The 2023 southern hemisphere influenza vaccine

Each year we get a new vaccine for each hemisphere. The design gets settled six months out, and sometimes a lot can change in that time. So how does the 2023 situation look?

The recipe for 2023

The World Health Organization (WHO) recommended in September that this season’s vaccine’s “active ingredients” come from the influenza virus strains listed below. Each contains the protein that sticks out of the surface of the influenza virus (hemagglutinin or HA). This list represents the four main influenza viruses that are likely to circulate during ‘flu season’.

There is a bit of a caveat to this. One of the four, a lineage influenza B viruses that can all be grouped under the name of the “Yamagata lineage”, kind of disappeared as a result of lockdowns and travel shutdowns. The global influenza conveyor belt, on which these viruses are wholly reliant, stopped enough, and for enough time that this lineage of viruses may have become extinct. None have been seen for years. But for now, and until we’re sure there are none ticking over in poorly sampled parts of the world, the best flu vaccine still contains four ingredients (quadrivalent).

Will the flu vaccine work well this year?

That’s always something to hope for, but we’ll only really know much later, often after the end of the influenza season, because of the work required to find that out.

Take a guess!!

Okay! Geeze. So grumpy.

Point-per-instance localization data:
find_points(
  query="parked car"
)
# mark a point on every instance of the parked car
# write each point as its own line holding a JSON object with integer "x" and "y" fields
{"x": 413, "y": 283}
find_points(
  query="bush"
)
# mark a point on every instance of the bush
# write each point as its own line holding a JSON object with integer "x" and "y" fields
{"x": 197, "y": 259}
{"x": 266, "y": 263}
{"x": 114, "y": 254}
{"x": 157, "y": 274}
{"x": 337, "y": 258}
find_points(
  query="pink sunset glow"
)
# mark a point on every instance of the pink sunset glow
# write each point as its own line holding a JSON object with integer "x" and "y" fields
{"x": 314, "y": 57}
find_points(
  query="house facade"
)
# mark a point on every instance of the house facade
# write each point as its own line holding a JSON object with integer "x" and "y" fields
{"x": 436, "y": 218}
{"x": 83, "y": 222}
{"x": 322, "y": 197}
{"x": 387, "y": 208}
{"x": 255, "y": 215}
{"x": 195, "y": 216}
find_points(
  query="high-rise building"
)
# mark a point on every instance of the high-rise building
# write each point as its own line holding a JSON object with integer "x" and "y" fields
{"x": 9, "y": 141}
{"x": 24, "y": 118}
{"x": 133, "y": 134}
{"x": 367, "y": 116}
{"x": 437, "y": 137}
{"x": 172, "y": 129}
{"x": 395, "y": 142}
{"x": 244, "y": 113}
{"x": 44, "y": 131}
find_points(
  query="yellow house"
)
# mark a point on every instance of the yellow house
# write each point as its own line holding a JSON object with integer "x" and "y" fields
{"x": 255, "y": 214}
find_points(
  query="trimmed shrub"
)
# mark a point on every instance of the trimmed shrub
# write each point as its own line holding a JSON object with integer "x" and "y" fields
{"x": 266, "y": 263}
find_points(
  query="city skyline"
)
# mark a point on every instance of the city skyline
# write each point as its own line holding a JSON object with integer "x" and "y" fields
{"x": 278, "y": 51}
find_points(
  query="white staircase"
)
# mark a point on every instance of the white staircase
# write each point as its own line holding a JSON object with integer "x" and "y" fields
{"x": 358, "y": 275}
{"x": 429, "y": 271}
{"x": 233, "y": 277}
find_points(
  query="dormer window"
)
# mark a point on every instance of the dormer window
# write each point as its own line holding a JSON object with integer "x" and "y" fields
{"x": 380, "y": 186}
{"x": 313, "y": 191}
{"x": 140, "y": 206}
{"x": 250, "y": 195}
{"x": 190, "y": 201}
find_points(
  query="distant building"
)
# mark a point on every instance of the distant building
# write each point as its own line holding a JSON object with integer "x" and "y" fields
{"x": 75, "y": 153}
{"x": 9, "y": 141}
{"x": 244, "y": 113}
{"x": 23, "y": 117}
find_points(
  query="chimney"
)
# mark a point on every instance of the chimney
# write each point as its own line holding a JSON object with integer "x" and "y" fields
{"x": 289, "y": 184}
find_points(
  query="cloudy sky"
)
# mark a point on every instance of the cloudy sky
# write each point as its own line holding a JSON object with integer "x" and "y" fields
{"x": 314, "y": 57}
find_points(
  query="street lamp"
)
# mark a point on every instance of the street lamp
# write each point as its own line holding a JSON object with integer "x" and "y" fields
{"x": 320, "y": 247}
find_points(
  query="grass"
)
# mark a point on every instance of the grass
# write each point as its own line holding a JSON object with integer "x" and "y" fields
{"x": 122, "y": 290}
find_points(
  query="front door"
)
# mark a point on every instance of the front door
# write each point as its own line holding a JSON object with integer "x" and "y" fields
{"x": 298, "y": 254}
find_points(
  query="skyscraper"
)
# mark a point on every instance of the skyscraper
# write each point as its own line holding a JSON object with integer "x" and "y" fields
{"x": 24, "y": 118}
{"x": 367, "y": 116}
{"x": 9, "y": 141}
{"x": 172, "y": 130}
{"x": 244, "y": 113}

**Tasks and exercises**:
a: Can you copy the flu vaccine post from "The recipe for" up to and including "during ‘flu season’.", switching "recipe" to "formula"?
b: Could you resume the flu vaccine post, picking up right after its final line?

**Answers for the tasks**:
a:
The formula for 2023

The World Health Organization (WHO) recommended in September that this season’s vaccine’s “active ingredients” come from the influenza virus strains listed below. Each contains the protein that sticks out of the surface of the influenza virus (hemagglutinin or HA). This list represents the four main influenza viruses that are likely to circulate during ‘flu season’.

b:
From what we can see right now, though, it looks like being immunised against Influenza B and the A/H3N2 components of the vaccine will provide good protection for what’s circulating, in Australia at least.

The image below shows that the past two A/H3N2 vaccines for the southern hemisphere (SH) have contained the same H3N2 strains (pink and green arrows marking their position on a phylogenetic tree that compares lots of HA genes from 2014 to this week, from all over the world. This tree image is a screenshot from the excellent NEXSTRAIN public online resource.

The vaccine strain sits in an evolutionary spot that should generate immunity after vaccination, which can reduce the chance of serve disease if we’re infected by related strains. WHO-affiliated laboratories have done some early work, and their findings support the gene sequencing-related picture below.

Of course, any flu season could be mixed up if some major change occurs to the virus strain. That can’t be perfectly predicted, though. Change is something these viruses are always doing, and the child viruses that emerge with the best ability to escape from our immunity are the evolutionary winners that go on to spread.

We’ve all seen a lot of this story with another virus, SARS-CoV-2, over the past 3 years, where vaccines have largely not kept pace with virus evolutionary change. With influenza, though, it’s worth remembering that the world has seen human generations’ worth of exposures, and so every one of us has a baseline of immunity to seasonal influenza viruses.

Images generated at the Nextstrain H3N2 website and saved for pasting here. The bold ‘X‘ indicate past and current vaccine strain viruses.

Similarly, the Influenza B lineage virus (just showing the Victoria lineage known below) vaccine components haven’t changed (indicated by green and pink arrows) this year, and according to the WHO report, the vaccine is likely to afford good protection once you’re immunised.

Images generated at the Nextstrain FluB\Victoria lineage website and saved for pasting here. The bold ‘X‘ indicates past and current vaccine strain viruses.

With the Influenza A/H1N1 component, a vaccine change was made in 2023 (green arrow) because these viruses had drifted away from what was around in 2022 (pink arrow). Our immune responses to last year’s virus wouldn’t have been as protective if we got infected this year.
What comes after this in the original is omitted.